===== SUPPLIED ENTRIES

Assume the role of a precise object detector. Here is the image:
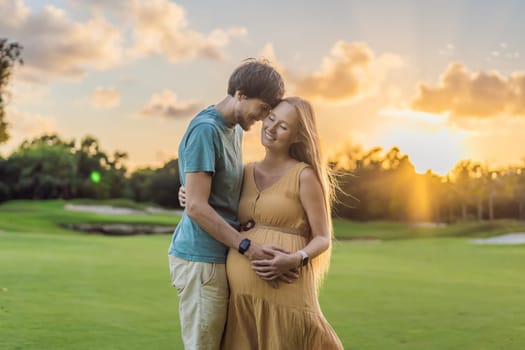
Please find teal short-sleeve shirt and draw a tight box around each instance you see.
[168,106,243,263]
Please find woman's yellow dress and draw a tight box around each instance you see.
[222,163,343,350]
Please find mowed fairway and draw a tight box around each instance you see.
[0,201,525,350]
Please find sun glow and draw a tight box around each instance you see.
[384,127,464,175]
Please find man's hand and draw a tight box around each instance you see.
[252,249,301,283]
[179,186,186,208]
[244,241,285,261]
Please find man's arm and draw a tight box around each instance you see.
[186,172,271,260]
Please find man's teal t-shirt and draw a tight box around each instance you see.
[169,106,243,263]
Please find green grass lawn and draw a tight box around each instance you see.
[0,201,525,350]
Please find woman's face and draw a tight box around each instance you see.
[261,101,299,152]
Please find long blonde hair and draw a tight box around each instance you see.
[282,97,336,287]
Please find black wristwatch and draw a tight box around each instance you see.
[297,249,310,266]
[239,238,252,255]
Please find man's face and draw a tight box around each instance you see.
[235,96,271,131]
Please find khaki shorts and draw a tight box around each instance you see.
[169,255,229,350]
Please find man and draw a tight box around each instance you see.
[169,60,284,350]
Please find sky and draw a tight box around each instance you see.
[0,0,525,175]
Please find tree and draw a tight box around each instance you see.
[0,38,23,144]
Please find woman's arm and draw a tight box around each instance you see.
[252,168,331,280]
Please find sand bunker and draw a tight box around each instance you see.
[472,232,525,244]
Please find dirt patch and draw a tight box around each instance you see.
[60,224,175,236]
[335,237,383,243]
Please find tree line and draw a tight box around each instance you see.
[0,134,180,208]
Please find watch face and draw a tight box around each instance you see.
[239,238,252,254]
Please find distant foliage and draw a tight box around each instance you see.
[0,134,525,222]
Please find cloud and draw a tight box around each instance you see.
[411,63,525,119]
[0,0,246,82]
[140,90,202,119]
[284,41,403,101]
[126,0,246,62]
[0,0,122,81]
[90,87,120,108]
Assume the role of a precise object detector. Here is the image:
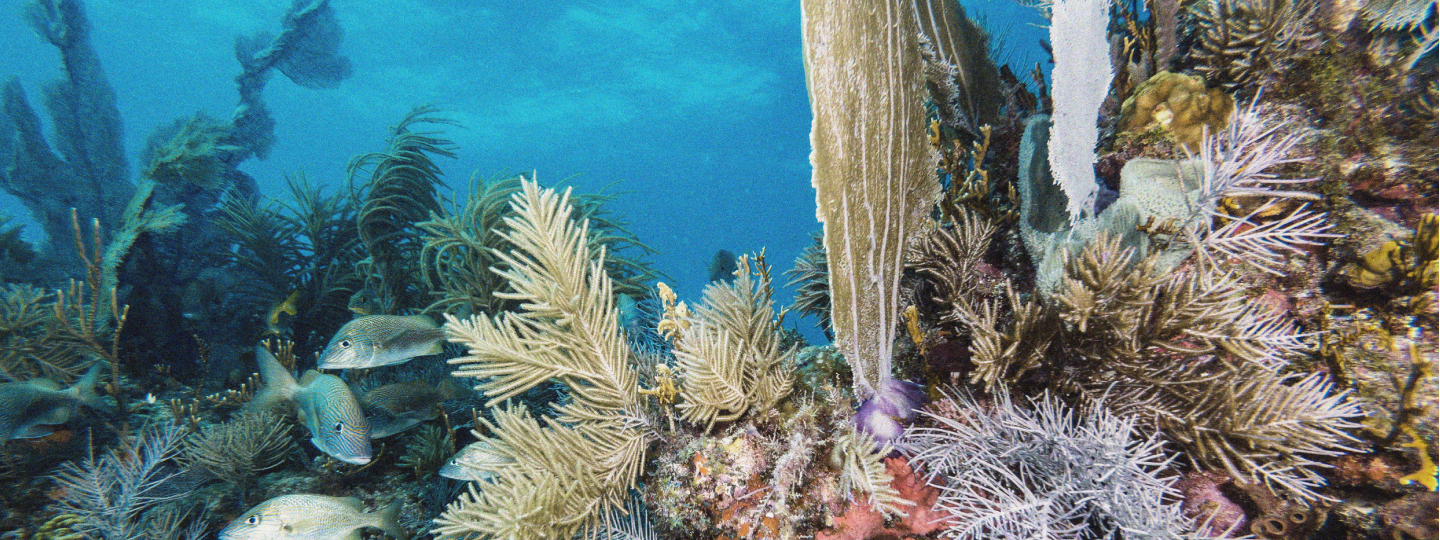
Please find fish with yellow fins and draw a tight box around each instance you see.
[318,315,445,370]
[245,347,372,465]
[0,363,104,442]
[220,494,409,540]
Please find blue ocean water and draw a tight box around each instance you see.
[0,0,1045,340]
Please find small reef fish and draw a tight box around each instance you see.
[360,379,459,439]
[245,347,372,465]
[439,439,514,482]
[265,291,300,336]
[220,494,409,540]
[320,315,445,370]
[0,363,104,442]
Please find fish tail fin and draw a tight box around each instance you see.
[243,346,300,412]
[376,501,410,540]
[71,361,105,406]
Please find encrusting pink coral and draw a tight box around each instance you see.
[815,456,949,540]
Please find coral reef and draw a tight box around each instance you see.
[435,181,651,539]
[1120,71,1236,153]
[899,390,1191,539]
[801,1,943,443]
[670,255,795,431]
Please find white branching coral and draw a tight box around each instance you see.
[897,390,1191,540]
[1187,96,1339,275]
[435,180,649,540]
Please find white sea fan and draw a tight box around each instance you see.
[897,387,1195,540]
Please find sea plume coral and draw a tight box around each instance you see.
[897,390,1189,540]
[435,180,649,539]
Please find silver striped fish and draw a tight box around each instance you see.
[246,347,372,465]
[320,315,445,370]
[220,494,409,540]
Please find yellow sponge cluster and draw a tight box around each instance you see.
[1120,71,1236,153]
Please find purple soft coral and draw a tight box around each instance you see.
[855,379,924,446]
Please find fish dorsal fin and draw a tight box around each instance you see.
[245,346,300,410]
[26,377,63,390]
[400,315,441,330]
[336,497,364,513]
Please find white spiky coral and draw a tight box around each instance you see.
[1195,96,1338,275]
[897,390,1192,540]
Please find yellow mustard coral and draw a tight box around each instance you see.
[1341,213,1440,312]
[1120,71,1236,151]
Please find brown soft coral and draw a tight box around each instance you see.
[815,456,949,540]
[1120,71,1236,153]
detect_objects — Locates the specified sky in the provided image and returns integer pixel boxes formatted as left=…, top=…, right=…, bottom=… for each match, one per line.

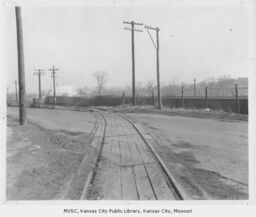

==========

Render the records above as a two-column Markdown table, with Row for a running number and Line for the text of each line, and leave out the blank lines and the pictures.

| Row | Line |
|---|---|
| 1 | Assume the role of a precise object detector. Here is the image: |
| 2 | Please find teal short-sleeve shirt and draw a tight box around each instance you see. |
| 3 | [168,106,243,263] |
| 4 | Please find woman's yellow dress and draw a tight box around each instance you see. |
| 5 | [222,163,343,350] |
| 6 | Please find mowed fairway and draw a tight box around each instance you see. |
| 7 | [0,201,525,350] |
| 8 | Please find sun glow and draw a tight box around each instance you see. |
| 9 | [384,127,464,175] |
| 10 | Please find man's hand and draw a tight box around each instance you see. |
| 11 | [252,249,301,283] |
| 12 | [179,186,186,208] |
| 13 | [244,241,285,261] |
| 14 | Please find man's arm and draw a tight box around each instance you see. |
| 15 | [186,172,271,260] |
| 16 | Please find man's teal t-shirt and draw a tight box around each instance you see. |
| 17 | [169,106,243,263] |
| 18 | Please find green grass lawn and draw a tight box around each instance you see. |
| 19 | [0,201,525,350] |
| 20 | Please find woman's face and draw a tight box around each instance you see. |
| 21 | [261,101,299,152] |
| 22 | Please find long blonde hair and draw a tight box around each instance you see. |
| 23 | [282,97,336,287] |
| 24 | Please find black wristwatch and draw a tight box around each instance you see. |
| 25 | [297,249,310,266] |
| 26 | [239,238,252,255] |
| 27 | Please find man's face and draw a tight box around each instance you see. |
| 28 | [235,96,271,131] |
| 29 | Please find khaki shorts and draw a tight box around each instance you see. |
| 30 | [169,255,229,350] |
| 31 | Please find man and draw a tight box around each instance you see. |
| 32 | [169,60,284,350] |
| 33 | Please find sky and draw a tight box around each instance you see. |
| 34 | [0,0,525,175] |
| 35 | Please find tree and draw a tight box around each instance you see. |
| 36 | [0,38,23,144] |
| 37 | Please find woman's arm and draw a tight box around each instance you see. |
| 38 | [252,168,331,280] |
| 39 | Please find sand bunker and draw a tight box around each instance you see. |
| 40 | [472,232,525,244] |
| 41 | Please find dirt patch and draw a tight box around each instance you see. |
| 42 | [60,224,175,236] |
| 43 | [335,237,383,243] |
| 44 | Please find tree line and draw a tight box around each instance you see. |
| 45 | [0,134,180,208] |
| 46 | Please find watch face and draw a tight box around each instance you see. |
| 47 | [239,238,252,254] |
| 48 | Please find distant foliage and draw a tight box around each instance you see. |
| 49 | [0,134,525,222] |
| 50 | Please find cloud and draw a tight box around each instance you see. |
| 51 | [411,63,525,119] |
| 52 | [0,0,246,82] |
| 53 | [140,90,202,119] |
| 54 | [284,41,403,101] |
| 55 | [126,0,246,62] |
| 56 | [0,0,122,81] |
| 57 | [90,87,120,108] |
| 58 | Assume the role of a precise object detector. Here is the image: |
| 59 | Please find fish with yellow fins and draw a tight box around each instance you see. |
| 60 | [318,315,445,370] |
| 61 | [245,347,372,465] |
| 62 | [0,363,104,442] |
| 63 | [220,494,409,540] |
| 64 | Please find blue ocean water and draw a tight box around each instance you see. |
| 65 | [0,0,1045,340] |
| 66 | Please find small reef fish and draw a tight box around each instance you see. |
| 67 | [360,379,459,439] |
| 68 | [245,347,372,465] |
| 69 | [439,439,514,482] |
| 70 | [265,291,300,336] |
| 71 | [220,494,409,540] |
| 72 | [320,315,445,370] |
| 73 | [0,363,104,442] |
| 74 | Please find fish tail fin and draw a tight box around each instance you see. |
| 75 | [243,346,300,412] |
| 76 | [376,501,410,540] |
| 77 | [71,361,105,406] |
| 78 | Please find encrusting pink coral and draw a tight box around each instance you see. |
| 79 | [815,456,949,540] |
| 80 | Please find coral reef and draw a tight box around each instance you see. |
| 81 | [435,181,651,539] |
| 82 | [1120,71,1236,153] |
| 83 | [899,390,1191,539] |
| 84 | [801,1,943,443] |
| 85 | [670,255,795,431] |
| 86 | Please find white branching coral and draw a tight box around each instance you see. |
| 87 | [897,390,1191,540] |
| 88 | [1187,96,1339,275] |
| 89 | [435,180,649,540] |
| 90 | Please find white sea fan and draw a tight box around each instance you see. |
| 91 | [897,387,1195,540] |
| 92 | Please find sea plume coral and draw a tight box around each instance you see. |
| 93 | [897,390,1189,540] |
| 94 | [435,180,649,539] |
| 95 | Please find silver striped fish and draw a tight box around each instance you see. |
| 96 | [246,347,372,465] |
| 97 | [320,315,445,370] |
| 98 | [220,494,409,540] |
| 99 | Please find yellow sponge cluster and draw a tight box around each instance you see. |
| 100 | [1120,71,1236,153] |
| 101 | Please find purple soft coral and draw a tight box around each instance you see. |
| 102 | [855,379,924,446] |
| 103 | Please find fish dorsal fin and draw a tight box around each instance you see. |
| 104 | [245,346,300,410] |
| 105 | [26,377,63,390] |
| 106 | [400,315,441,330] |
| 107 | [336,497,364,513] |
| 108 | Please find white spiky coral and draw a tight box around each instance you see. |
| 109 | [1195,96,1338,275] |
| 110 | [897,390,1192,540] |
| 111 | Please find yellow mustard coral and draw a tight box around each instance you see. |
| 112 | [1341,213,1440,312] |
| 113 | [1120,71,1236,151] |
| 114 | Please find brown soft coral and draw a tight box around each instance you see. |
| 115 | [815,456,949,540] |
| 116 | [1120,71,1236,153] |
| 117 | detect_objects — Locates the specified sky in the provided image and returns integer pixel boxes formatted as left=…, top=…, right=…, bottom=… for each match, one per line. |